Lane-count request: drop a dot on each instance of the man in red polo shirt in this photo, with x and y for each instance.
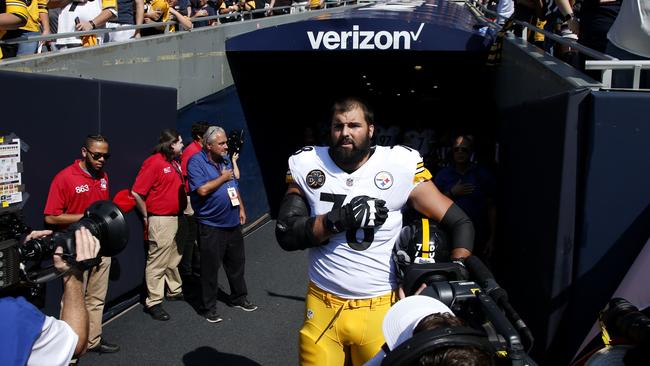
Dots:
(71, 192)
(160, 197)
(188, 223)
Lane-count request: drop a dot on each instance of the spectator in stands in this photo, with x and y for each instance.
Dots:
(596, 18)
(13, 15)
(201, 8)
(472, 188)
(229, 7)
(188, 225)
(220, 212)
(27, 336)
(416, 314)
(315, 4)
(160, 197)
(160, 11)
(252, 5)
(72, 190)
(37, 18)
(285, 6)
(125, 17)
(82, 16)
(629, 39)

++++++++++

Rewrite the records above as a single numbered list, one line per number, with blank lines dropped. Leave the pictures out.

1. Lane-count request: drop a dot on each instance of the man in red polo shirt in this photo, with x and y for each instance.
2. Dots:
3. (71, 192)
4. (160, 197)
5. (188, 223)
6. Lane-count request: drop a dot on each instance of the spectator in stands in this photo, with x and y for each instance.
7. Dots:
8. (596, 18)
9. (13, 15)
10. (201, 8)
11. (472, 188)
12. (229, 7)
13. (188, 225)
14. (220, 212)
15. (27, 336)
16. (416, 314)
17. (315, 4)
18. (160, 197)
19. (160, 11)
20. (252, 5)
21. (72, 190)
22. (37, 18)
23. (285, 6)
24. (125, 17)
25. (82, 16)
26. (629, 39)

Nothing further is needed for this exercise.